▸ SUPPLIED PASSAGE
# # # # #
Compiler Warning Levels

Control compiler warning strictness with the WARN_LEVEL variable. Perfect for managing warnings in different project phases or integrating with CI/CD pipelines.

Available Levels

Level Flags Use Case
minimal Base warnings only (-Wall -Wextra -pedantic-errors) Legacy code, third-party libraries
normal + Type conversion, logic, and safety checks Standard development (recommended)
strict + Code quality warnings (-Wshadow, -Wunused, etc) New projects, CI/CD pipelines (default)

Examples

# Production: Strict + Optimization
make release WARN_LEVEL=strict ARCH=native

# Cross-platform: Balanced with specific compiler
make WARN_LEVEL=normal CXX=clang++ -j8

What Each Level Includes

minimal:

-Wall -Wextra -pedantic-errors

normal (minimal +):

-Wconversion -Wsign-conversion -Wdouble-promotion
-Wduplicated-cond -Wduplicated-branches -Wlogical-op -Wrestrict
-Wnull-dereference -Wformat=2 -Wunreachable-code

strict (normal +):

-Wshadow -Wunused -Wunused-parameter

Warning Behavior by Build Type

  • Release builds: -Werror is available but commented out by default — uncomment #ERRORFLAGS += -Werror in the makefile to enable it
  • Debug builds: Warnings remain as warnings for easier iteration
# Warnings as errors
make release WARN_LEVEL=minimal

# Warnings only
make debug WARN_LEVEL=strict

Adding Libraries manually on Makefile (example: GLFW + OpenGL)
# # # # #
▸ MATERIAL FOR THE TASK
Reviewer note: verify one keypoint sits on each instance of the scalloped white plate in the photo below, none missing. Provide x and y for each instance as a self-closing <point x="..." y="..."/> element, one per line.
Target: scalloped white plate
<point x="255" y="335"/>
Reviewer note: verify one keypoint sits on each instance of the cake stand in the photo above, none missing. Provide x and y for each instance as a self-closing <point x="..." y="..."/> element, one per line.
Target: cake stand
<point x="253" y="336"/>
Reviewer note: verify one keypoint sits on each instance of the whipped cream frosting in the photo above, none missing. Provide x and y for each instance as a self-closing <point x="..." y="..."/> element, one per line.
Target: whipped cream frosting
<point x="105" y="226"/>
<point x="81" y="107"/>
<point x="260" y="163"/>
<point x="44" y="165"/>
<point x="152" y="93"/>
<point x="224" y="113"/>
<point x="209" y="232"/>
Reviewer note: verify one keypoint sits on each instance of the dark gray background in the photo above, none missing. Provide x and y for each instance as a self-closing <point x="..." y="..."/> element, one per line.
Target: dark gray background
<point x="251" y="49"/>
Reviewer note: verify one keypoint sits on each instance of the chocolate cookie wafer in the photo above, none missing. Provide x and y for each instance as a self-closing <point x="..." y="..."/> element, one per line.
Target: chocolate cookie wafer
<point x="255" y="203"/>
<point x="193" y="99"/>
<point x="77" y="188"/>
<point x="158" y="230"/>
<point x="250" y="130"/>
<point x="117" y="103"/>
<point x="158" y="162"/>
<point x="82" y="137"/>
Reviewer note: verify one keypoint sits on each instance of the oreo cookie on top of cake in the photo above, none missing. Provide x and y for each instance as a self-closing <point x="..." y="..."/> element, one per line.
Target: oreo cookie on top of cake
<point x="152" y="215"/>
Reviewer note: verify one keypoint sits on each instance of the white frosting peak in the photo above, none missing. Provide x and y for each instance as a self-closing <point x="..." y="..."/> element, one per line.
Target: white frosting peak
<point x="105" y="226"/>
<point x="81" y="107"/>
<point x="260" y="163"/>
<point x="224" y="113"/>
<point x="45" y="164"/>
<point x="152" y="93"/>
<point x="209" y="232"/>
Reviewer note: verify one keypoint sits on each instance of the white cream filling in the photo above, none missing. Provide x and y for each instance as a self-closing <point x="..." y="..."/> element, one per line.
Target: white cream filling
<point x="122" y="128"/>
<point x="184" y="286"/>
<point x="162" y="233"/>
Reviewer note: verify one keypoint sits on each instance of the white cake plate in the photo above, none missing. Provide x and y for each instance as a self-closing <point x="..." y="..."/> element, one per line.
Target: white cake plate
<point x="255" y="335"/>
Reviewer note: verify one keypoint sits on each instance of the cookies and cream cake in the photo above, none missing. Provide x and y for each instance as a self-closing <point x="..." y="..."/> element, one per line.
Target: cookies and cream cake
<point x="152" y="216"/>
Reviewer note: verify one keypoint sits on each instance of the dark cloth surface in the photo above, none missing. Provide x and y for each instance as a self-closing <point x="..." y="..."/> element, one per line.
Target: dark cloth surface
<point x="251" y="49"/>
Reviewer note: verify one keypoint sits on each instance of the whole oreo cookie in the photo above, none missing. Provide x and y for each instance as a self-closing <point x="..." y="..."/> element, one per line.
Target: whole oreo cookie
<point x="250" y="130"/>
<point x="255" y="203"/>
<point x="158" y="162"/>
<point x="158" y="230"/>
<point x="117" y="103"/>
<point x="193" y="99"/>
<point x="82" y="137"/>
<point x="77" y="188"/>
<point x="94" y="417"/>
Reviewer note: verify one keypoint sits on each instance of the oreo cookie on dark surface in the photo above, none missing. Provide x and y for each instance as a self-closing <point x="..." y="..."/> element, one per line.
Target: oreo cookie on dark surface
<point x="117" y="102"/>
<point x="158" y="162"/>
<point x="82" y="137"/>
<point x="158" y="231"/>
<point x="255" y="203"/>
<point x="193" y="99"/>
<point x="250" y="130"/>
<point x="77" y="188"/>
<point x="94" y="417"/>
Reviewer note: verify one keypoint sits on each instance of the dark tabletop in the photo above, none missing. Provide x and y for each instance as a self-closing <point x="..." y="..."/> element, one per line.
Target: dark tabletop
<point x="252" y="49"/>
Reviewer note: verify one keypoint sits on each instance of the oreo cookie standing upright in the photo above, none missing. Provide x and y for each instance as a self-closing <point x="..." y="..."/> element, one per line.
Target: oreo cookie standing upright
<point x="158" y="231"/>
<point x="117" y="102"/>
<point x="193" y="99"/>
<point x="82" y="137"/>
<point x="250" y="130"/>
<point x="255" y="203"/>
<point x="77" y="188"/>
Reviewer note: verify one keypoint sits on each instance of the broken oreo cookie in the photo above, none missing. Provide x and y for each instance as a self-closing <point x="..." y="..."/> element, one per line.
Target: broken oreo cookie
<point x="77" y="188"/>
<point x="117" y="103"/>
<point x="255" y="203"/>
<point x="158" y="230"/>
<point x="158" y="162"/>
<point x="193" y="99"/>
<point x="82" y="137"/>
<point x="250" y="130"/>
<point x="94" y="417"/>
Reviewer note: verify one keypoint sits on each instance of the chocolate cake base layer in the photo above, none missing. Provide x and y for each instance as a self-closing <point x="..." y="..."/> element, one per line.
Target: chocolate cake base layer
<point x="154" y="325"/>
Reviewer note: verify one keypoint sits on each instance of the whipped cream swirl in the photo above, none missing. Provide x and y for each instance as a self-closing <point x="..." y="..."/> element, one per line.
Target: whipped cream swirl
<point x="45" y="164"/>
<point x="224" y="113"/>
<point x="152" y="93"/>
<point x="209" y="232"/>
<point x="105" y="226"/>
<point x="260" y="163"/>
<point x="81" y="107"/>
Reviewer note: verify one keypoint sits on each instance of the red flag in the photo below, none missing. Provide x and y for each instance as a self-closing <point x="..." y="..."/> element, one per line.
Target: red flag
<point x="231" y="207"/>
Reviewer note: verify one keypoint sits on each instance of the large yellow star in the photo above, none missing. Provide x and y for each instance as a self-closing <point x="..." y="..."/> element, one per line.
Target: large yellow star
# # # # #
▸ TO DO
[a] Write out, character for character, the lines of the records from the one containing "the red flag" through the final line of the records, including both ends.
[b] Extend the compiler warning levels text onward from its final line.
The text on compiler warning levels and the records were drawn from unrelated sources.

▸ OUTPUTS FOR THE TASKS
[a]
Reviewer note: verify one keypoint sits on each instance of the red flag in the photo below, none missing. Provide x and y for each instance as a self-closing <point x="..." y="..."/> element, one per line.
Target: red flag
<point x="231" y="207"/>
Reviewer note: verify one keypoint sits on each instance of the large yellow star in the photo above, none missing. Provide x and y for each instance as a self-closing <point x="..." y="..."/> element, one per line.
Target: large yellow star

[b]
Uncomment/add in the libraries section:

ifeq ($(OS),Windows_NT)
    LIBS += -lglfw3dll -lopengl32 -lgdi32
endif

ifeq ($(OS_NAME),Linux)
    LIBS += -lglfw -lGL -ldl -lpthread
endif

ifeq ($(OS_NAME),macOS)
    LIBS += -lglfw -framework OpenGL -framework Cocoa -framework IOKit -framework CoreVideo
endif

Recommended Project Structure

MyProject/
├── src/
│   ├── main.cpp
│   ├── core/
│   │   └── engine.cpp
│   └── renderer/
├── include/
│   └── myproject/
├── lib/                  # optional: .a, .lib, .dll files
├── build/
│   ├── app/              # final executable
│   ├── obj/              # object files
│   ├── dep/              # .d dependency files
│   └── asm/              # assembly & disassembly output
└── Makefile

Requirements

Windows

  • MSYS2 (recommended): UCRT64 or MINGW64
  • Compilers: g++ (MinGW-w64) or clang++

Linux / WSL

  • gcc or clang
  • make
  • Dev packages depending on your project (e.g., build-essential, libglfw3-dev, libgl1-mesa-dev)

macOS

  • Xcode Command Line Tools: xcode-select --install
  • Homebrew packages (optional): brew install gcc clang

Optional Tools

  • objdump (for make disassemble)
  • gdb or lldb (debugging)
  • pkg-config (optional)

Troubleshooting

  • Linking errors on Linux: Install missing dev packages (e.g., libglfw3-dev on Ubuntu/WSL)
  • make not found on Windows: Use mingw32-make (included with MinGW-w64).
  • No rule to make target: Verify source files exist in src/ (or added folders)
  • Sanitizers not working on Windows: Disabled by design (partial support in MinGW)
  • Double slashes in paths: Usually harmless; caused by empty variables in some shells
  • Interleaved output with -j: Use make -j8 -O to group output per file (requires GNU Make 4.0+)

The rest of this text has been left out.